GIVEN TEXT
┌──
Patients with jSLE without neuropsychiatric involvement had significantly reduced proportion of TRAIL [median: 14.5% (range: 0.2–98.3) vs. median: 51.9% (range: 20.3–76.3), p = 0.03] and Bcl-2–expressing NK cells [median: 79.4% (range: 1.0–100.0) vs. median: 94.8% (range: 87.6–100.0), p = 0.03] as well as reduced density of TNFR1 protein in NK cells [median MFI: 303.0 (180.0–3,346.0) vs. median MFI: 886.0 (337.0–3,532.0), p = 0.02] when compared to healthy controls. Patients with jSLE with neuropsychiatric involvement had similar NK cell percentage when compared to healthy controls [median: 11.8% (range: 3.9–16.8) vs. 11.1% (range: 4.2–26.7), p = 0.8]. Significant comparisons are shown in Figure 4.
└──
ENTRIES SUPPLIED
┌──
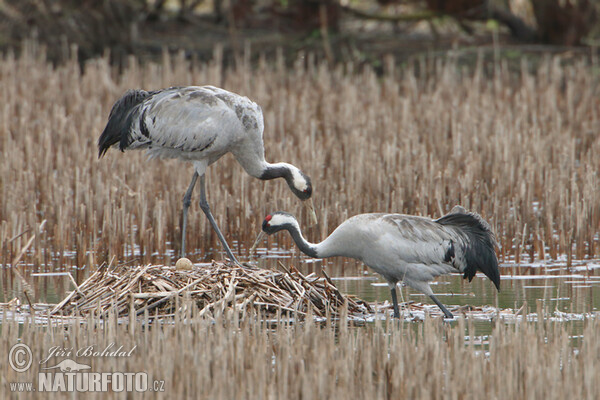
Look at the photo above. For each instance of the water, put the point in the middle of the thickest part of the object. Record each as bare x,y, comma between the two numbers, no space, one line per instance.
567,295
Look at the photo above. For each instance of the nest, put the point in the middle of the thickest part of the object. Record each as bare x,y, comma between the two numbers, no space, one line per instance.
157,289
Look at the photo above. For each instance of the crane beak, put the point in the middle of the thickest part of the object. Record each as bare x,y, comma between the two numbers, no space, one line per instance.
259,238
311,211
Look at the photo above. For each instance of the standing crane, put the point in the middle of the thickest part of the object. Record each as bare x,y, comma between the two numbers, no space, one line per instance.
411,249
198,124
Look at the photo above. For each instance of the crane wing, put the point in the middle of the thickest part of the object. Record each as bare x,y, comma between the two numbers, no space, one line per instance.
187,119
418,240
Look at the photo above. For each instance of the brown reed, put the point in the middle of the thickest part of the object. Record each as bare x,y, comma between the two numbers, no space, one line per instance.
155,288
229,358
521,149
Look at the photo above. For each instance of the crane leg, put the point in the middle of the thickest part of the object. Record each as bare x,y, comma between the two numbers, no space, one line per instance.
447,313
187,200
205,207
395,302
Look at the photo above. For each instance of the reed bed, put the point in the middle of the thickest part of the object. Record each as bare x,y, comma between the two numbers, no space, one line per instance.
521,148
228,358
158,289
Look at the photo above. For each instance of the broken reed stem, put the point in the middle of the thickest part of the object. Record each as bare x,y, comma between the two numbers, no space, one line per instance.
213,288
519,148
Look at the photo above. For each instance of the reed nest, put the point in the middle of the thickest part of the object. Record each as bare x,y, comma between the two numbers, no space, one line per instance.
214,287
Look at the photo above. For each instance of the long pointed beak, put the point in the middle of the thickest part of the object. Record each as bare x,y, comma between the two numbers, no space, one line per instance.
311,211
259,238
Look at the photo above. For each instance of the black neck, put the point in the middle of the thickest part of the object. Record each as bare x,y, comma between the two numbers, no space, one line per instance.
307,248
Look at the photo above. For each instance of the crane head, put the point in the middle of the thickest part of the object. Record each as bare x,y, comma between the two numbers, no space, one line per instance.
278,221
299,183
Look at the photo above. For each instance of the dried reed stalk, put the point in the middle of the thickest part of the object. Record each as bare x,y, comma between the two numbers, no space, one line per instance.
155,289
520,147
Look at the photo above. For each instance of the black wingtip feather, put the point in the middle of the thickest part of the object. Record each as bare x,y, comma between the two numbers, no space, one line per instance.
120,119
480,251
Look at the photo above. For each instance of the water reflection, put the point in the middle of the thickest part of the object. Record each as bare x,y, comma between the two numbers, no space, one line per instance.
563,294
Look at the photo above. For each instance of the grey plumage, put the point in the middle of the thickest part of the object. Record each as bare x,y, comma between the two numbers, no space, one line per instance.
405,248
198,124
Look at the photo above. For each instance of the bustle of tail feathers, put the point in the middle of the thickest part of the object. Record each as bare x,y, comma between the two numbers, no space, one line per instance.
479,250
120,120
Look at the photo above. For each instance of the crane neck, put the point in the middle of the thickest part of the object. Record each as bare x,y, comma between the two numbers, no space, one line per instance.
277,170
310,249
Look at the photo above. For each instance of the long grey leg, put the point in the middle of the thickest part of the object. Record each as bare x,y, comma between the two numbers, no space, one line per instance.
187,200
447,313
395,302
205,207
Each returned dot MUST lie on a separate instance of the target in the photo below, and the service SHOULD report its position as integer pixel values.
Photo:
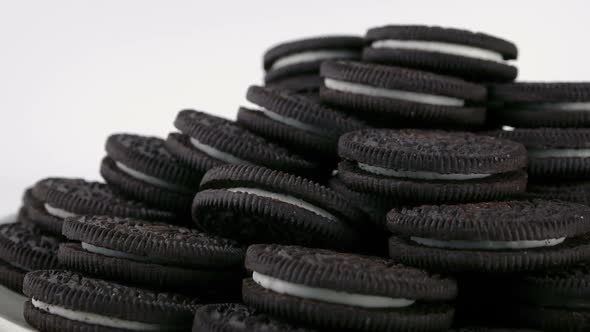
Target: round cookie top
(541, 92)
(446, 35)
(314, 117)
(227, 136)
(398, 78)
(548, 138)
(311, 44)
(244, 176)
(433, 151)
(148, 155)
(93, 198)
(496, 221)
(347, 272)
(76, 292)
(24, 246)
(235, 317)
(158, 241)
(567, 287)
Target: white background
(72, 72)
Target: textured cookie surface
(109, 299)
(437, 55)
(436, 151)
(158, 241)
(496, 221)
(348, 273)
(234, 317)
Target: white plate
(11, 304)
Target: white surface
(328, 295)
(12, 304)
(73, 71)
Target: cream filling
(441, 47)
(218, 154)
(57, 212)
(487, 245)
(577, 106)
(152, 180)
(119, 254)
(312, 56)
(421, 175)
(291, 122)
(95, 319)
(328, 295)
(416, 97)
(285, 199)
(559, 153)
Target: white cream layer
(285, 199)
(218, 154)
(312, 56)
(440, 47)
(559, 153)
(290, 121)
(119, 254)
(57, 212)
(95, 319)
(416, 97)
(487, 245)
(420, 175)
(578, 106)
(328, 295)
(151, 179)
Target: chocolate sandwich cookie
(400, 97)
(257, 205)
(208, 141)
(235, 317)
(297, 122)
(24, 248)
(342, 291)
(304, 57)
(150, 254)
(474, 56)
(51, 200)
(508, 236)
(571, 191)
(417, 166)
(554, 152)
(64, 301)
(557, 300)
(537, 104)
(141, 168)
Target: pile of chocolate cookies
(400, 181)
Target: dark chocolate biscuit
(255, 204)
(509, 236)
(346, 292)
(24, 248)
(235, 317)
(304, 57)
(141, 168)
(393, 97)
(297, 122)
(209, 141)
(154, 255)
(417, 166)
(63, 301)
(474, 56)
(554, 152)
(52, 200)
(541, 104)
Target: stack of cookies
(367, 188)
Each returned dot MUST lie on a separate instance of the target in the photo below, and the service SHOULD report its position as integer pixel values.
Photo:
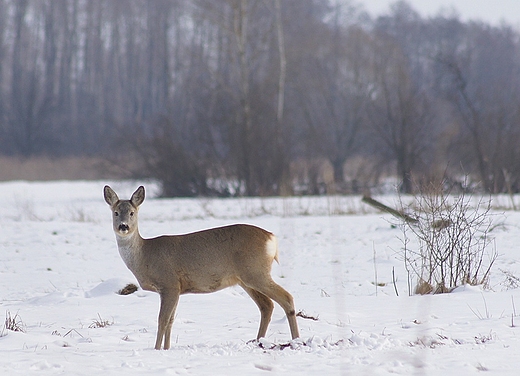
└──
Please summarize the passage on NK cells in jSLE in two sentences.

RESULT FOR THIS EXERCISE
Compared with healthy controls, patients with jSLE without neuropsychiatric involvement had significantly lower proportions of TRAIL-expressing and Bcl-2–expressing NK cells and lower TNFR1 protein density in NK cells. Patients with jSLE with neuropsychiatric involvement had an NK cell percentage similar to that of healthy controls.